- [Your objective]: State how many lines in the entries below contain the string "shirt", with case counting. Reply with that number alone.

- [Data extract]:
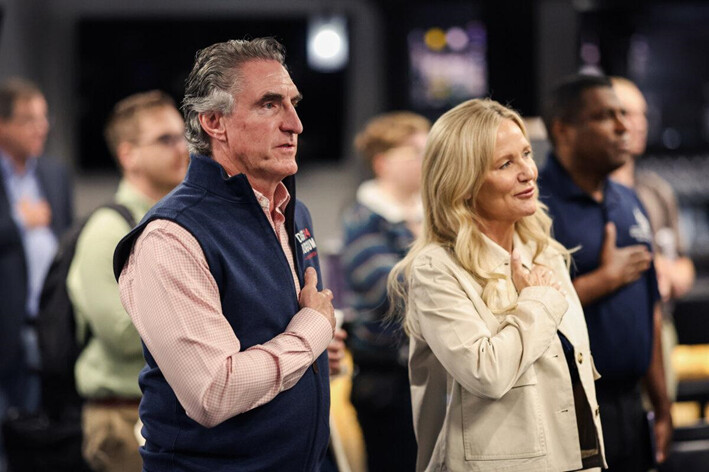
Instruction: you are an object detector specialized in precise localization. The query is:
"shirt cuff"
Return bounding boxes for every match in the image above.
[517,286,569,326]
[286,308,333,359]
---
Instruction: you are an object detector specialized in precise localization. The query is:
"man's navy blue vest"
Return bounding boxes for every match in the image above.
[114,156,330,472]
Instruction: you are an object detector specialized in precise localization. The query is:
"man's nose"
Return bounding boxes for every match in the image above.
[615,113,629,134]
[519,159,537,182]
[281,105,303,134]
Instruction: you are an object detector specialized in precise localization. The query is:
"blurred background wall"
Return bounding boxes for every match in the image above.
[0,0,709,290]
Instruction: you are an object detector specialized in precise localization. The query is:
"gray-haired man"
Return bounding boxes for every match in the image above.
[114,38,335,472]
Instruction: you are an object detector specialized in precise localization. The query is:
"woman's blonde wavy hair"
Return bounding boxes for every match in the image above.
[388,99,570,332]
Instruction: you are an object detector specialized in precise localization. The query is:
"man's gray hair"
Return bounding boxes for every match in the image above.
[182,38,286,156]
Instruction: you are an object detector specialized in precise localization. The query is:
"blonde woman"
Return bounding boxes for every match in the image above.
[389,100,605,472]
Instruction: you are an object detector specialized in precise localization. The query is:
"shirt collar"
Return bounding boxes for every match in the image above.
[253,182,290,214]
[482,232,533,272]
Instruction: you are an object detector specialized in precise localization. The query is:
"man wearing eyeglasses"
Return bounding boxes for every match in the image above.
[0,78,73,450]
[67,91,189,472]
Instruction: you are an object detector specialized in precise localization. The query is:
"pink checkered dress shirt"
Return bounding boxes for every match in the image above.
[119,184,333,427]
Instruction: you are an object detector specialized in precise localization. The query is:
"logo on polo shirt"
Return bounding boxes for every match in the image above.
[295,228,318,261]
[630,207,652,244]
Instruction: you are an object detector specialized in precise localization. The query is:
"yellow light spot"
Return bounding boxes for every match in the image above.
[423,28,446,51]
...
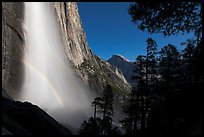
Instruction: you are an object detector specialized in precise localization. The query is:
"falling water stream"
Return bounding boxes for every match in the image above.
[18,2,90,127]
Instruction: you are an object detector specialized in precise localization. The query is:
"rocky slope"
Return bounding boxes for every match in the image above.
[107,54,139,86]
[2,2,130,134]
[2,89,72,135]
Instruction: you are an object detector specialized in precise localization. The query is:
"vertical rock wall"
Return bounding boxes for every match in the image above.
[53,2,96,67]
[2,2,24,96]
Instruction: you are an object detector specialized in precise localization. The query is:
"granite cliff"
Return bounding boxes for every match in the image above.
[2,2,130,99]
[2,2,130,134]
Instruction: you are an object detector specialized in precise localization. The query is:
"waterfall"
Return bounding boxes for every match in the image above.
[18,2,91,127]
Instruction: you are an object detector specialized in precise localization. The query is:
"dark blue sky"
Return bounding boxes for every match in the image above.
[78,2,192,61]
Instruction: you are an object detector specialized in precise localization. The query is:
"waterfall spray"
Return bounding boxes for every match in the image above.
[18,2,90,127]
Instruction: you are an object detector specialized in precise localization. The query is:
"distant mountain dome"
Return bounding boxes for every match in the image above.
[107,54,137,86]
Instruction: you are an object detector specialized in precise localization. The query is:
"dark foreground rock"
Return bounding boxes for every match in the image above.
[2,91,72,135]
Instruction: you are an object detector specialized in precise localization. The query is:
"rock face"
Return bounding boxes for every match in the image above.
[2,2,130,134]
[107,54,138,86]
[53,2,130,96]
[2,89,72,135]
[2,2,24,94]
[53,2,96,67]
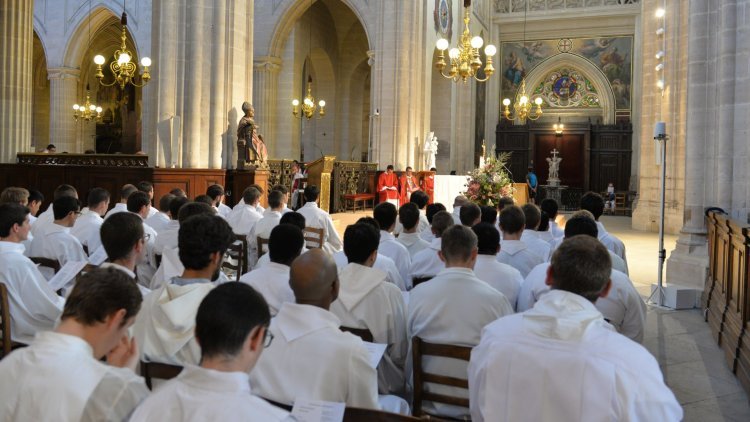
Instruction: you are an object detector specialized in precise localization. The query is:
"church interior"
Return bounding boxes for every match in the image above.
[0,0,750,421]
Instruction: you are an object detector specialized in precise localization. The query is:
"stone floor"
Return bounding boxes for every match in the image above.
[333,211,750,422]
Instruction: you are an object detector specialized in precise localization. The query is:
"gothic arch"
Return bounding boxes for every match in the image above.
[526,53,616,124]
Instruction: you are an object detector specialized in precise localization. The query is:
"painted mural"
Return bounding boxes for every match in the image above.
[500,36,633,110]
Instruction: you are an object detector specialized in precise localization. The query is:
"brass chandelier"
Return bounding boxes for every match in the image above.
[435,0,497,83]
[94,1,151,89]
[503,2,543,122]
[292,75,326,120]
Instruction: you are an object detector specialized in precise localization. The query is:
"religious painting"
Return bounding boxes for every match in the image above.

- [Correct result]: 4